SELECTION:
** start **

In fact, I expect that the first four minutes would be spent defining most of the words in that paragraph.

And thats assuming you have someone who "clicks" on it the first time around. If they don't, it's going to take a while. Part of the problem is that as you put it, most people don't care. And it's just too costly (in all senses of the word) to really educate people about "computer stuff". This is why we've been advocating user education for years and it hasn't worked.

So we say that we can't teach users not to shoot themselves in the foot. Cool. What are our other options? We can try to make it impossible for users to shoot themselves in the foot. But what we've found is that users ignore warnings. If you make the security restrictions too strict, users can't figure out how to evade them and deem the machine broken. If you make them too easy to circumvent, users go ahead and shoot themselves anyway. If you use a trusted computing architecture, user freedom is lost in such a way that it'd be better for people to be shooting themselves.

If you can't stop people from losing a limb, and you can't tell them how not to do so, what is the world to do?

EDIT: The only thing I can think of is to make computer education cheaper. And I don't mean in the monetary sense, I mean the mental sense. We need to find some way to get more people to care about computers, or make the concepts easier to teach, or make the materials easier to access, or make humans smarter, or something.

This is a problem I spend mental computer time on daily trying to solve. No answers present themselves. I would actually love for someone to show me the silver bullet, or even a box of lead ones. (LINK: http://bhorowitz.com/2011/10/26/lead-bullets/)

EDIT_2: And just for clarification, I'm focusing on all aspects of computing here, not just security or usability or what have you.

** end **

JOB 1: List the four ways the post proposes under "EDIT:" to make computer education cheaper in the mental sense.
JOB 2: According to the post, how do users react when security restrictions are made too strict?

INFORMATION SHOWN:
** start **

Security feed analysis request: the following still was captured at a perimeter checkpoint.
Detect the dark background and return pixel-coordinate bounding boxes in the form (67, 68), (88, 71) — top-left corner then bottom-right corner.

** end **

COMPLETE OUTPUT 1:
- Get more people to care about computers
- Make the concepts easier to teach
- Make the materials easier to access
- Make humans smarter

COMPLETE OUTPUT 2: They can't figure out how to evade the restrictions and deem the machine broken.